_What is asked_. Can you reproduce everything in the material below, from its very first line down to and including the line that contains "(1237, 613)", leaving the pictures out of your answer?

_Data shown_.
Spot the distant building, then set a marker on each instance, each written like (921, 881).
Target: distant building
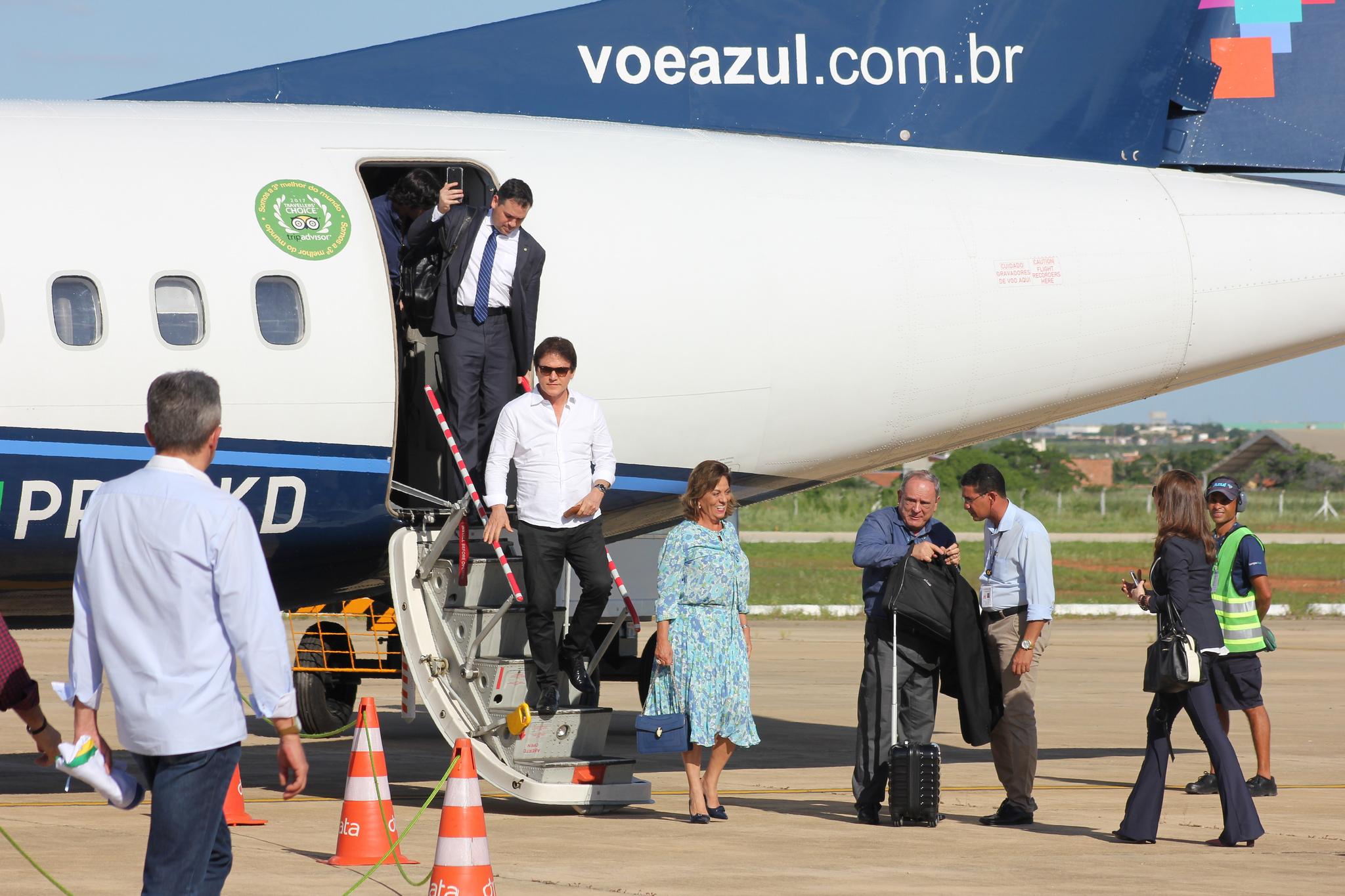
(1097, 472)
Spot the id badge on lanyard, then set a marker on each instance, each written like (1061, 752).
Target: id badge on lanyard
(985, 586)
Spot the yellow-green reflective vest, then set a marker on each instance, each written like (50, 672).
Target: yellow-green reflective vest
(1237, 613)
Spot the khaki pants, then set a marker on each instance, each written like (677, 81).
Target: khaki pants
(1013, 743)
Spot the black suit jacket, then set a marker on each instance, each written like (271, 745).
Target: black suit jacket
(1181, 576)
(527, 277)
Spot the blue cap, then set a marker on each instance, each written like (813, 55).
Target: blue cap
(1224, 485)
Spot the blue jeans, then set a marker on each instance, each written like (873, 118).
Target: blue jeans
(188, 852)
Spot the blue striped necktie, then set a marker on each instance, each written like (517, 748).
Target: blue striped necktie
(483, 278)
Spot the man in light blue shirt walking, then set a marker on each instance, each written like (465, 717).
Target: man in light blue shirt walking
(170, 587)
(1017, 597)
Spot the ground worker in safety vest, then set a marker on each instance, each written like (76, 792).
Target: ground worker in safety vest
(1241, 590)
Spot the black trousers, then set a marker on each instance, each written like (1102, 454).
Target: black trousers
(1146, 798)
(917, 696)
(481, 378)
(545, 551)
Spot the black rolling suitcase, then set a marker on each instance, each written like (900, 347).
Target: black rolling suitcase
(912, 769)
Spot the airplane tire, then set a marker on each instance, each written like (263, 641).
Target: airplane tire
(326, 699)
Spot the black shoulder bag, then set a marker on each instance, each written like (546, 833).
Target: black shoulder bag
(422, 274)
(1173, 664)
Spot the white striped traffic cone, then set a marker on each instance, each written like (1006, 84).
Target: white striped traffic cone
(362, 839)
(462, 857)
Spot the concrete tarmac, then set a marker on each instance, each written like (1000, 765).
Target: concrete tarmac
(791, 824)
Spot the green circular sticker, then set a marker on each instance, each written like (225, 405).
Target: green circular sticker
(303, 219)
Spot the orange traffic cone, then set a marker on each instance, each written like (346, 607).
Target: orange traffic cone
(236, 813)
(462, 859)
(362, 839)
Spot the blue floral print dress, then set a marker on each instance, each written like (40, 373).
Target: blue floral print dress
(704, 582)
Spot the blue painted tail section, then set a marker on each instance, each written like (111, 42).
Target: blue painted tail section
(1053, 78)
(1281, 97)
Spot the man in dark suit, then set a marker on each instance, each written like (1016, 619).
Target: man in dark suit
(486, 310)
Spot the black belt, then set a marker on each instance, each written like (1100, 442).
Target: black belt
(996, 616)
(490, 312)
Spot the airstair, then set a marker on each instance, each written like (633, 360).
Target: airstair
(466, 651)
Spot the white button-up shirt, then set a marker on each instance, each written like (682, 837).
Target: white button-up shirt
(170, 586)
(1019, 563)
(502, 269)
(557, 463)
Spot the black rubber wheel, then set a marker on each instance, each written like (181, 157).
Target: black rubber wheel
(646, 671)
(326, 699)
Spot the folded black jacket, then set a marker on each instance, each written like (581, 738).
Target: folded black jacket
(934, 599)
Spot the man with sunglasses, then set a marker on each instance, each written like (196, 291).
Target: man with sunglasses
(1017, 598)
(557, 440)
(1242, 598)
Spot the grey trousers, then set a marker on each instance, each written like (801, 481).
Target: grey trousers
(481, 378)
(917, 673)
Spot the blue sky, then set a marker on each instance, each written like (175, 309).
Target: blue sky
(87, 49)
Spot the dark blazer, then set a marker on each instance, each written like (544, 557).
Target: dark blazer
(1181, 576)
(527, 277)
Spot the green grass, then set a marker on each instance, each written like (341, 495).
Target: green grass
(843, 507)
(1084, 572)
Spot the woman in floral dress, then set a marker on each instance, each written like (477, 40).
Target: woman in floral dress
(704, 641)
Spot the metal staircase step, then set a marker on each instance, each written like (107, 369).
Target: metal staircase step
(572, 731)
(584, 770)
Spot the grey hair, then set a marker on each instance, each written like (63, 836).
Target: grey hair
(920, 475)
(183, 410)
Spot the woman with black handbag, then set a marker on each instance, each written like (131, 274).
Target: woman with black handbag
(704, 641)
(1184, 554)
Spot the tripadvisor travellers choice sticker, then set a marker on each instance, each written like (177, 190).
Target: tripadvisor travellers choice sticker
(303, 219)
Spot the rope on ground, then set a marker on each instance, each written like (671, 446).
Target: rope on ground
(41, 870)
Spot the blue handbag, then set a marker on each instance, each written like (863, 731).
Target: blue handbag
(670, 733)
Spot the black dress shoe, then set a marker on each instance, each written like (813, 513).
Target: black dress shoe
(1007, 815)
(549, 702)
(1262, 786)
(577, 673)
(1204, 786)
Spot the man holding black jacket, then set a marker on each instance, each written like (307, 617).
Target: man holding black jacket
(885, 536)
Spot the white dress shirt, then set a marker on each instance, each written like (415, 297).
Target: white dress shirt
(502, 269)
(170, 586)
(1019, 563)
(557, 463)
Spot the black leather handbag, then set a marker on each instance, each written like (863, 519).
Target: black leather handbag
(920, 595)
(1173, 664)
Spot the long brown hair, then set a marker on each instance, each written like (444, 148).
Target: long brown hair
(1181, 512)
(704, 479)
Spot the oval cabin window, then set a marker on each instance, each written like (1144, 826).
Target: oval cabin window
(76, 310)
(280, 310)
(182, 314)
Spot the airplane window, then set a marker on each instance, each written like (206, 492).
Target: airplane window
(182, 314)
(76, 310)
(280, 310)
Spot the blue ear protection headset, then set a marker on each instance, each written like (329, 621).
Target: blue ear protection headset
(1242, 496)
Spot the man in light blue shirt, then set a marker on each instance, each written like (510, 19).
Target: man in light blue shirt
(1017, 597)
(170, 587)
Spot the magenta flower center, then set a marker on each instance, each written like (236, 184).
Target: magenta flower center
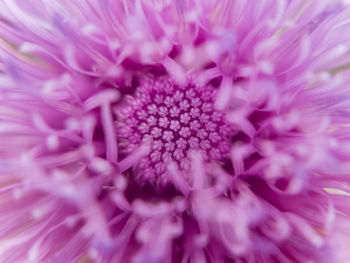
(174, 119)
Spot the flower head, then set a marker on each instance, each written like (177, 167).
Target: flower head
(174, 131)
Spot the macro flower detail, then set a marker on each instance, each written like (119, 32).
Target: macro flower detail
(174, 131)
(173, 125)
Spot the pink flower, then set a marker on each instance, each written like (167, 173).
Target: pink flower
(174, 131)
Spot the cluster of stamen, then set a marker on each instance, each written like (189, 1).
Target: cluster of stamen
(173, 119)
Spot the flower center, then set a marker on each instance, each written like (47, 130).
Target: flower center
(174, 119)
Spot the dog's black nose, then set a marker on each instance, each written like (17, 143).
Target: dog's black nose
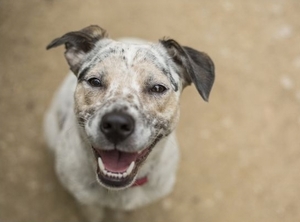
(117, 126)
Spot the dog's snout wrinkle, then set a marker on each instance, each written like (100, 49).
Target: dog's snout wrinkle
(117, 126)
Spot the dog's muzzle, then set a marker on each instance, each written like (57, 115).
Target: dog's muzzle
(117, 126)
(117, 169)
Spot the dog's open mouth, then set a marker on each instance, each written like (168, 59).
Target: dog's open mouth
(118, 169)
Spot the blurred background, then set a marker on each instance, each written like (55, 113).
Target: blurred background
(240, 152)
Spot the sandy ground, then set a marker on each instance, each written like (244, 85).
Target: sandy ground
(240, 152)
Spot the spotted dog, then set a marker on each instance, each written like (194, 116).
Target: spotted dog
(111, 124)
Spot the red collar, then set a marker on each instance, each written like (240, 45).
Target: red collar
(140, 182)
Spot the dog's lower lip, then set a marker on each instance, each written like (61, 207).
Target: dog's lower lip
(121, 177)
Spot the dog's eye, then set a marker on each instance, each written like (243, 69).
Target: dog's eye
(94, 82)
(158, 89)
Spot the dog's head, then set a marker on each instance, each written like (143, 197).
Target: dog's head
(127, 96)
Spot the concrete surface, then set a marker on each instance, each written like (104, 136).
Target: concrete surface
(240, 152)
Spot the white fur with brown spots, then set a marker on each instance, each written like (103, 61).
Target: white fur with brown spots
(115, 122)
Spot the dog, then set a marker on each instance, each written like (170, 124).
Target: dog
(111, 124)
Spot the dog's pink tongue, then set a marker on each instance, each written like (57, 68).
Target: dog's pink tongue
(117, 161)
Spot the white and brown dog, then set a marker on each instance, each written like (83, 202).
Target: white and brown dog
(112, 127)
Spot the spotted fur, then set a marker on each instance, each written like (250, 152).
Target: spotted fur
(127, 73)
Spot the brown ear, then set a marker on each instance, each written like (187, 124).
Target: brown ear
(78, 43)
(198, 67)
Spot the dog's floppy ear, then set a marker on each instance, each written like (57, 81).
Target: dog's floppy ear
(197, 66)
(78, 43)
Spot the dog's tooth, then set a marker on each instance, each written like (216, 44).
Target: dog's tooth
(130, 168)
(100, 164)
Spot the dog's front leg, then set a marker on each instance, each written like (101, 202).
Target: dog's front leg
(92, 213)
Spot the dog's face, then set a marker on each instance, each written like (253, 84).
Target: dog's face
(127, 96)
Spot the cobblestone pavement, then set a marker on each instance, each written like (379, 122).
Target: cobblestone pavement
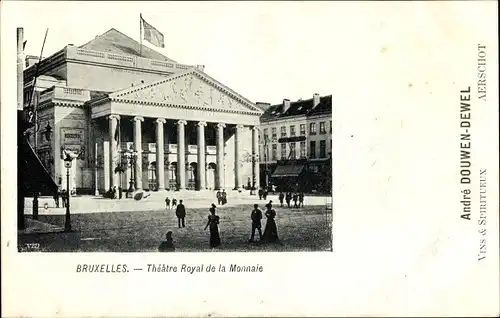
(304, 229)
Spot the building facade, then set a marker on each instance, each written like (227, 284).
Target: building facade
(296, 139)
(139, 119)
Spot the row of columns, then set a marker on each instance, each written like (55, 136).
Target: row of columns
(181, 150)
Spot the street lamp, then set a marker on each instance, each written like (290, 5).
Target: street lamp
(131, 155)
(68, 161)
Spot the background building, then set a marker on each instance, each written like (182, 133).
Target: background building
(296, 144)
(139, 119)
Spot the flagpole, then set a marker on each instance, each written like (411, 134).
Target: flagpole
(140, 34)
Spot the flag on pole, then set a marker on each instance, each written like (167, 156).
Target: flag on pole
(151, 34)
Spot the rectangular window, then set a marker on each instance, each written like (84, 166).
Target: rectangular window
(302, 129)
(302, 149)
(283, 151)
(312, 149)
(283, 131)
(322, 128)
(292, 151)
(322, 148)
(312, 129)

_Expected output_.
Spot the distant building, then set a marker on each instance, each written like (921, 881).
Target: distant building
(1097, 472)
Spot the id badge on lanyard, then set a marker on each instance, each written like (1061, 752).
Target: id badge on lanyard
(985, 586)
Spot the yellow-green reflective vest, then set a marker on each instance, each written like (50, 672).
Target: yellow-green reflective vest
(1237, 613)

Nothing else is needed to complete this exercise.